Set exercise: Nothing should be left out: output all of the entries exactly.

Source material:
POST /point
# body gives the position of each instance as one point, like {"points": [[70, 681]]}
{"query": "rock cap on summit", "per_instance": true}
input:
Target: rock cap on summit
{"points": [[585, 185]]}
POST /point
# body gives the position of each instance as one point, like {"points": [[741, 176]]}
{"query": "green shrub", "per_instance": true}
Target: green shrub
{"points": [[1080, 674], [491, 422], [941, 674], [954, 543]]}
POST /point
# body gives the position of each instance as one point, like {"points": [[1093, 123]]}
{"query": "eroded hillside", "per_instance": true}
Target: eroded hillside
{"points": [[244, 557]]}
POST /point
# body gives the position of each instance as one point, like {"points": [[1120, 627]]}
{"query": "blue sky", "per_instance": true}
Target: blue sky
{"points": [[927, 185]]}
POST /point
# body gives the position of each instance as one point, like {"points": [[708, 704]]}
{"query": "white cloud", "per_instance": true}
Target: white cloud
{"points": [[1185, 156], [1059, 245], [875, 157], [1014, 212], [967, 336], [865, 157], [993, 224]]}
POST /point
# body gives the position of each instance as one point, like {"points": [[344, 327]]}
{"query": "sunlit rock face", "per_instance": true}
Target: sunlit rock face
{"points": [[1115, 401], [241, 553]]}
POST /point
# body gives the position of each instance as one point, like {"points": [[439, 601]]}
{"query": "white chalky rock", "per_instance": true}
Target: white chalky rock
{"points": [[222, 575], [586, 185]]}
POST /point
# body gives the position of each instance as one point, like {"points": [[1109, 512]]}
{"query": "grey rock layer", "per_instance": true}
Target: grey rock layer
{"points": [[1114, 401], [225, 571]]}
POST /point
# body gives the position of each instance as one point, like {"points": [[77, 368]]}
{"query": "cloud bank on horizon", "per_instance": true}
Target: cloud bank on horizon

Full solution:
POST /point
# body gives the position of each instance as one point, like {"points": [[70, 681]]}
{"query": "rock cap on summit", "per_instance": true}
input:
Target: rock cap on summit
{"points": [[585, 185]]}
POST /point
# body gives the position of each instance as one point, like {"points": [[741, 176]]}
{"query": "green shrub", "per_instance": true}
Target: green shrub
{"points": [[1080, 674], [491, 422], [941, 674], [954, 543]]}
POST /point
# body gives the position of each instance as one point, like {"points": [[1093, 123]]}
{"query": "eroded hillside", "per_instance": true}
Target: eroded hillside
{"points": [[244, 557]]}
POST /point
# body gives the position of each instance as one point, like {"points": [[1120, 627]]}
{"query": "blue sky", "per_instance": true}
Target: blue sky
{"points": [[927, 185]]}
POST /point
# body gives the position of each instance as one point, like {"points": [[708, 704]]}
{"query": "white cloud", "per_instance": true}
Target: white cloud
{"points": [[1185, 156], [1059, 245], [875, 157], [1014, 212], [967, 336], [865, 157], [993, 224]]}
POST /point
# body gives the position of each instance as one point, like {"points": [[344, 327]]}
{"query": "sunlit rock face", "per_instance": true}
Target: sunlit rock face
{"points": [[1115, 401], [241, 553]]}
POST /point
# body gives the position of each instance as one point, like {"points": [[439, 601]]}
{"query": "white chalky rock", "per_instance": true}
Target: white chalky rock
{"points": [[222, 575], [586, 185]]}
POST /point
# body gives the position of each instance as one point, like {"points": [[1109, 512]]}
{"query": "grey rock layer", "per_instance": true}
Target: grey rock layer
{"points": [[1114, 401], [225, 571]]}
POST /point
# body gives the position of each instance as one point, like {"points": [[77, 368]]}
{"query": "cloud bank on horizon", "per_instance": true}
Target: cloud bank on horizon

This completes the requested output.